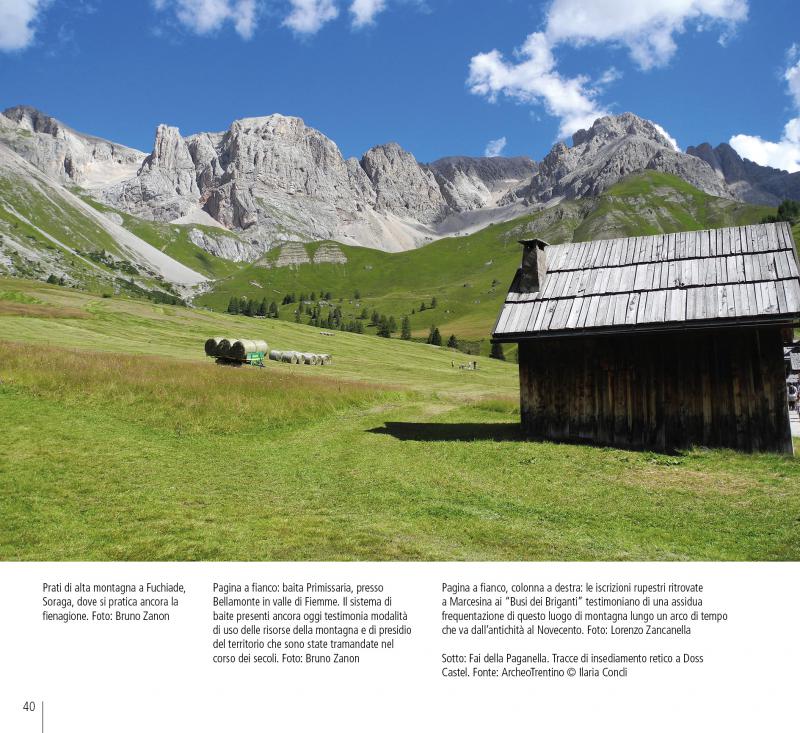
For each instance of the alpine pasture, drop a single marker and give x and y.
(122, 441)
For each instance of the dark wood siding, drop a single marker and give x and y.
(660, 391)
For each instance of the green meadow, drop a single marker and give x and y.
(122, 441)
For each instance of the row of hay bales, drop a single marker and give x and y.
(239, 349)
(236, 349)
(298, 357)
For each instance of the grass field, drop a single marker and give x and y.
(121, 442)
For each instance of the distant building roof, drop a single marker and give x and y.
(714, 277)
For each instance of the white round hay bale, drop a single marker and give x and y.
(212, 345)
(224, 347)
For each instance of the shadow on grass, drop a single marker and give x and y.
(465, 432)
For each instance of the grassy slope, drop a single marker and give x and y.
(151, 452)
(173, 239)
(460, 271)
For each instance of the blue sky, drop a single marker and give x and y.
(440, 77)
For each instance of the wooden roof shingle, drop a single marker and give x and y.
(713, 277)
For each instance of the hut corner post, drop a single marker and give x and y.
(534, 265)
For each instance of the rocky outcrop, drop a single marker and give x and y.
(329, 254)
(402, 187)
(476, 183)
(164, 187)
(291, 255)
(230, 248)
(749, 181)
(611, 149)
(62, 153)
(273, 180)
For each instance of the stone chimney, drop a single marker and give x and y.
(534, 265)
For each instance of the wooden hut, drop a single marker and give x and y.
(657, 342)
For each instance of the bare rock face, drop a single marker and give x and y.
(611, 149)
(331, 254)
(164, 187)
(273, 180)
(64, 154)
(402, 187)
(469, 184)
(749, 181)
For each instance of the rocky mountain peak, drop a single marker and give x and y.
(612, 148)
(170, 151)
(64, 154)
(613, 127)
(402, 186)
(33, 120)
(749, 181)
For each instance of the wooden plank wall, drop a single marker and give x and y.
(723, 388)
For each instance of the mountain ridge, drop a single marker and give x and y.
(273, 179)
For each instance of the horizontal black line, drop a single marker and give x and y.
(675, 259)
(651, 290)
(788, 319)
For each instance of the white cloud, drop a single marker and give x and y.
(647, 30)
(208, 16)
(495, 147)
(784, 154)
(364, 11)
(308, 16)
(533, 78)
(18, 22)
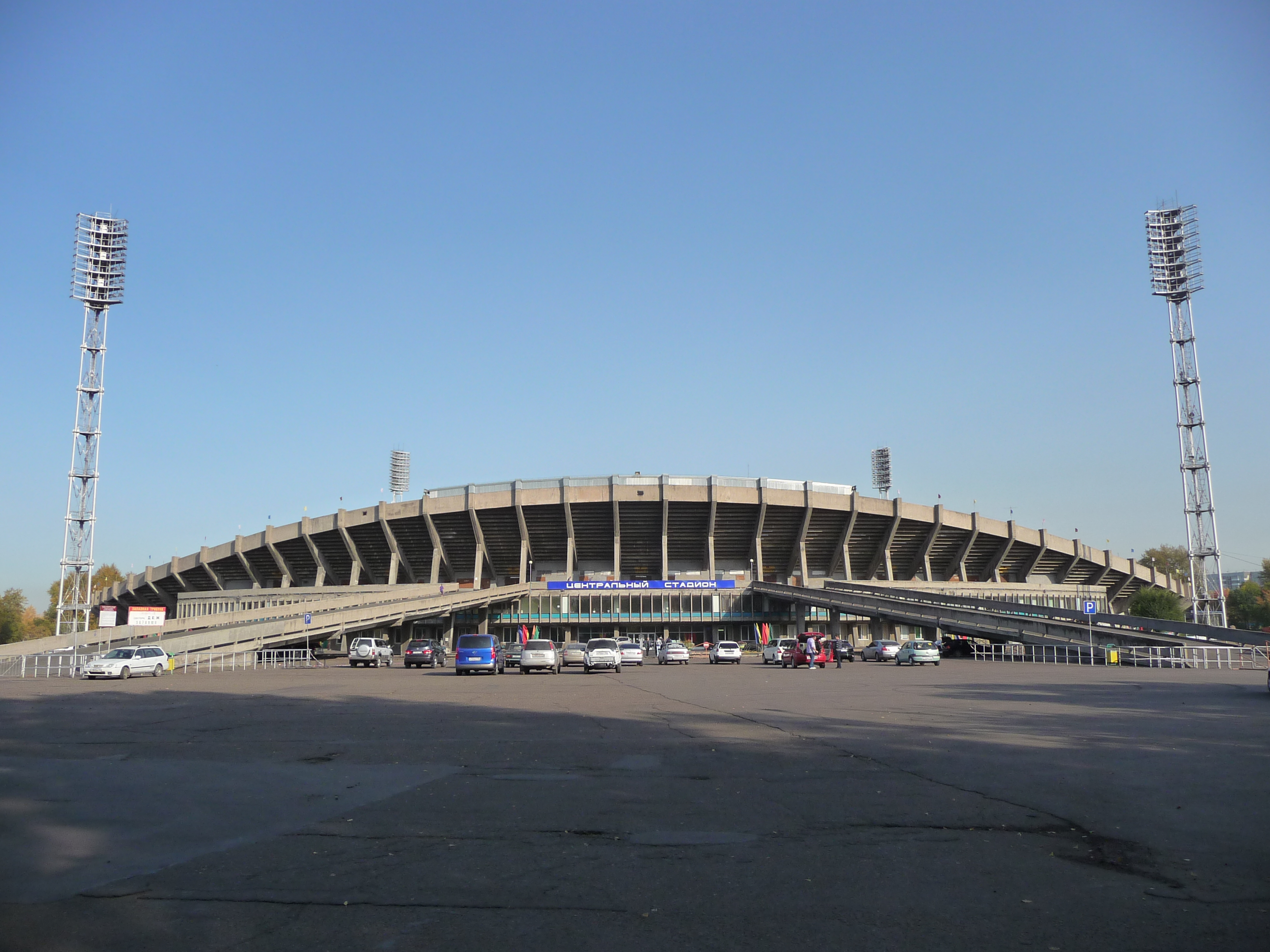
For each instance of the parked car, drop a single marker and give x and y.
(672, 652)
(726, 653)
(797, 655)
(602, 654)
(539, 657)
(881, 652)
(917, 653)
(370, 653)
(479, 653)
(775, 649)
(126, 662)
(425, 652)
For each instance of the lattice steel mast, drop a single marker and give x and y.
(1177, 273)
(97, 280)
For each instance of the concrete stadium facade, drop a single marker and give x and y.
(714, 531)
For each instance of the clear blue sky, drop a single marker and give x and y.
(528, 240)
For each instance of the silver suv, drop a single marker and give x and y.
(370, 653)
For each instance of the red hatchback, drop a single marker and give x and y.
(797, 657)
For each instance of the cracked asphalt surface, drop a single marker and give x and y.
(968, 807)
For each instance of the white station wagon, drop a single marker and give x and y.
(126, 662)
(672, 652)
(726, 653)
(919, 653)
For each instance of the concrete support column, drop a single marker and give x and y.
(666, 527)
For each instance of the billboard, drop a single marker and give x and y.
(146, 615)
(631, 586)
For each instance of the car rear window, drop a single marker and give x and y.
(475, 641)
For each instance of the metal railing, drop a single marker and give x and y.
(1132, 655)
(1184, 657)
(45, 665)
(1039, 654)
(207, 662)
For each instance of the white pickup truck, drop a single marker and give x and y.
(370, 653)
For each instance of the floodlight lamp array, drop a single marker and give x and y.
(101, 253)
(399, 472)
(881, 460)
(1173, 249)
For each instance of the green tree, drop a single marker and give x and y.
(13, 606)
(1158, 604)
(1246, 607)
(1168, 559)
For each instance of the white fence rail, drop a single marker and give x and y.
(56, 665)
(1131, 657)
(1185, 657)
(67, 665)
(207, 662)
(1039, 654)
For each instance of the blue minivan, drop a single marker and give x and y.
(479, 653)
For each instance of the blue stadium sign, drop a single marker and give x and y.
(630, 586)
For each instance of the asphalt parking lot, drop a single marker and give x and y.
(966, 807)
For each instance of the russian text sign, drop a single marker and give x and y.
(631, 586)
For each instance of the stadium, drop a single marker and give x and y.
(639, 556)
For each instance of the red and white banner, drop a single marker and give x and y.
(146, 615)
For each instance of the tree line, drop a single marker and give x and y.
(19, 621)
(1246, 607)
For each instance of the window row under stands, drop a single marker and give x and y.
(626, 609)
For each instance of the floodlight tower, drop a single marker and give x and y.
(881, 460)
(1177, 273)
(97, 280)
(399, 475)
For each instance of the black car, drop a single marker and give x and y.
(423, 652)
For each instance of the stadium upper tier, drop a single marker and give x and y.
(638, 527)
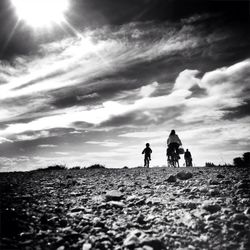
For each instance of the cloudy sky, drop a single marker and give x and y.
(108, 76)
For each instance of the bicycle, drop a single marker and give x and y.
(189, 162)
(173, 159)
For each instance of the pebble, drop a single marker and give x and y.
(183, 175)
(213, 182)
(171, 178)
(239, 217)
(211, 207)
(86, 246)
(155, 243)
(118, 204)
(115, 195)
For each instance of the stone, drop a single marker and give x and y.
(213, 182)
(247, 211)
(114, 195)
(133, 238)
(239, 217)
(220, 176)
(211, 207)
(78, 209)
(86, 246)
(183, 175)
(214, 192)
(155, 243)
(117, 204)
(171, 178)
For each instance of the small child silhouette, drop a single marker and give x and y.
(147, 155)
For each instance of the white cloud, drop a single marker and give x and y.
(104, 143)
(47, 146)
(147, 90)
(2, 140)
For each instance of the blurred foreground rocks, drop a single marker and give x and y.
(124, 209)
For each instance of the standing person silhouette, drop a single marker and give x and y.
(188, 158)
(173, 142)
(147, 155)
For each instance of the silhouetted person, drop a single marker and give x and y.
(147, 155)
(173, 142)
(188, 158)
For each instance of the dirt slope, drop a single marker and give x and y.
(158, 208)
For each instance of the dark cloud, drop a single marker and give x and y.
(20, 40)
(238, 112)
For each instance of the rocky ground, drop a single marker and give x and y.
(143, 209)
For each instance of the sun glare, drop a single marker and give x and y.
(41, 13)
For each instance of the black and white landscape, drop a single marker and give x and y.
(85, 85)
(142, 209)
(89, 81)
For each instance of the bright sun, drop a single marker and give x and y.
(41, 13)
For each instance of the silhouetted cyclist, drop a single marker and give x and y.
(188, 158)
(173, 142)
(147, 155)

════════════════

> **WRITTEN REQUEST**
Copy every line of the records above without any changes, and leave the pictures out.

> **RESULT FOR THIS EXERCISE**
For each instance of the alpine pasture, drop a single marker and give x and y.
(122, 441)
For each instance of the dark wood siding, drop a single marker and give x and y.
(660, 391)
For each instance of the green meadow, drop a single marker and give x and y.
(122, 441)
For each instance of the row of hay bales, drop a single marker and give x and y.
(239, 349)
(236, 349)
(298, 357)
For each instance of the grass field, drop a single marker and give x and y.
(121, 442)
For each instance of the distant building roof, drop a single marker and give x and y.
(714, 277)
For each instance of the white round hay bale, drop a single marker and give x and y.
(212, 345)
(224, 347)
For each instance of the shadow on grass, drop a single marker and give x and y.
(465, 432)
For each instance of the grassy slope, drop a single marker and give x and y.
(151, 452)
(173, 239)
(460, 271)
For each instance of the blue sky, drop a single marker and give x and y.
(440, 77)
For each instance of the wooden roof shingle, drop a single marker and give x and y.
(713, 277)
For each instance of the hut corner post, drop a single marker and give x and y.
(534, 265)
For each instance of the rocky outcrop, drop a single marker and give x and y.
(329, 254)
(402, 187)
(476, 183)
(164, 187)
(291, 255)
(230, 248)
(749, 181)
(611, 149)
(62, 153)
(273, 180)
For each instance of the stone chimney, drop a single marker and give x and y.
(534, 265)
For each instance of the wooden hut, drop a single marker and give x and y.
(657, 342)
For each instance of the bare rock face, drop a single marker and give x and y.
(611, 149)
(331, 254)
(164, 187)
(273, 180)
(64, 154)
(402, 187)
(469, 184)
(749, 181)
For each instance of the rocky mountain peak, drop a single marker and give x and y.
(612, 148)
(170, 151)
(64, 154)
(613, 127)
(402, 186)
(33, 120)
(749, 181)
For each instance of the wooden plank wall, drop a single marker and give x and y.
(723, 388)
For each instance of the mountain ridge, drop a single marker and give x and y.
(273, 179)
For each instance of the horizontal black line, drop a single marker and give x and y.
(675, 259)
(651, 290)
(788, 319)
For each instance of the white cloud, drop a single marker and give x and y.
(647, 30)
(208, 16)
(495, 147)
(784, 154)
(364, 11)
(308, 16)
(533, 78)
(18, 22)
For each instance of the parked car, drop a single marker and give x and y.
(672, 652)
(726, 653)
(797, 655)
(602, 654)
(539, 657)
(881, 652)
(917, 653)
(370, 653)
(479, 653)
(775, 649)
(126, 662)
(425, 652)
For each instance of the lattice steel mast, drop a single marker and give x and y.
(1177, 273)
(97, 280)
For each instance of the concrete stadium facade, drop a single marker and give x and y.
(714, 531)
For each instance of the clear blue sky, drop a single marker and give x and y.
(528, 240)
For each instance of the silver suv, drop a single marker and give x and y.
(370, 653)
For each instance of the red hatchback, drop a single marker and give x and y.
(797, 657)
For each instance of the cracked asphalt surface, drop a single marker and give x and y.
(968, 807)
For each instance of the white station wagon, drop a single marker and give x and y.
(126, 662)
(672, 652)
(726, 653)
(919, 653)
For each instance of the concrete support column, drop a single marker and give x and y.
(666, 527)
For each instance of the billboard, drop a single marker and give x and y.
(146, 615)
(631, 586)
For each instance of the car rear window, drop a single marker and give x and y.
(475, 641)
For each instance of the metal railing, drop a single marker and give x and y.
(1132, 655)
(1184, 657)
(45, 665)
(1039, 654)
(207, 662)
For each instance of the white pickup truck, drop a single marker and give x and y.
(370, 653)
For each instance of the floodlight lamp array, drop a single marker and give x and y.
(101, 253)
(399, 472)
(881, 460)
(1173, 249)
For each instance of the green tree, drop a single marker and give x and y.
(13, 606)
(1158, 604)
(1246, 607)
(1168, 559)
For each instance of the white fence rail, drop a single marker and give x and y.
(56, 665)
(1131, 657)
(1185, 657)
(67, 665)
(207, 662)
(1039, 654)
For each instance of the blue minivan, drop a single marker and give x and y.
(479, 653)
For each instance of the blue stadium sign, drop a single marker and give x and y.
(630, 586)
For each instance of the asphalt parking lot, drop a single marker and give x and y.
(966, 807)
For each instance of the russian text sign, drop a single marker and give x and y.
(631, 586)
For each instance of the stadium, drop a single marker and give x and y.
(639, 556)
For each instance of the red and white banner, drop a single marker and give x and y.
(146, 615)
For each instance of the tree line, drop a single marker and give x and y.
(19, 621)
(1246, 607)
For each instance of the window row under stands, drop a single marker and give x and y.
(626, 609)
For each instance of the floodlight tower, drop a single marker and give x and y.
(881, 460)
(1177, 273)
(97, 280)
(399, 475)
For each instance of the black car, drop a single marker and give x and y.
(423, 652)
For each instance of the stadium upper tier, drop a single marker and give x and y.
(638, 527)
For each instance of the cloudy sky, drop a single marker and give x and y.
(108, 76)
For each instance of the bicycle, drop a single marker and give x and y.
(189, 162)
(173, 159)
For each instance of the pebble, drop a single marker and give x and y.
(183, 175)
(213, 182)
(171, 178)
(239, 217)
(211, 207)
(86, 246)
(155, 243)
(118, 204)
(115, 195)
For each instance of the stone, drop a single marker and give x and y.
(213, 182)
(247, 211)
(114, 195)
(133, 238)
(239, 217)
(220, 176)
(211, 207)
(78, 209)
(86, 246)
(183, 175)
(214, 192)
(155, 243)
(117, 204)
(171, 178)
For each instance of the small child silhouette, drop a single marker and give x and y.
(147, 155)
For each instance of the white cloud, drop a single marker and give x and y.
(104, 143)
(47, 146)
(147, 90)
(2, 140)
For each instance of the blurred foreground rocks, drop a single marker and give x and y.
(124, 209)
For each instance of the standing person silhouette, drop a single marker and give x and y.
(188, 158)
(173, 142)
(147, 155)
For each instance of the silhouetted person, drop a single marker and give x and y.
(147, 155)
(173, 142)
(188, 158)
For each instance of the dirt slope, drop a single marker and give x and y.
(158, 208)
For each instance of the dark cloud, drop a single marker and give x and y.
(20, 40)
(238, 112)
For each instance of the rocky ground, drop a single marker and give x and y.
(143, 209)
For each instance of the sun glare, drop a single marker and give x and y.
(41, 13)
For each instance of the black and white landscape, drop a single marker and give x and y.
(85, 85)
(142, 209)
(89, 81)
For each instance of the bright sun, drop a single marker and give x and y.
(41, 13)
For each instance of the silhouetted cyclist, drop a single marker and give x and y.
(188, 158)
(173, 142)
(147, 155)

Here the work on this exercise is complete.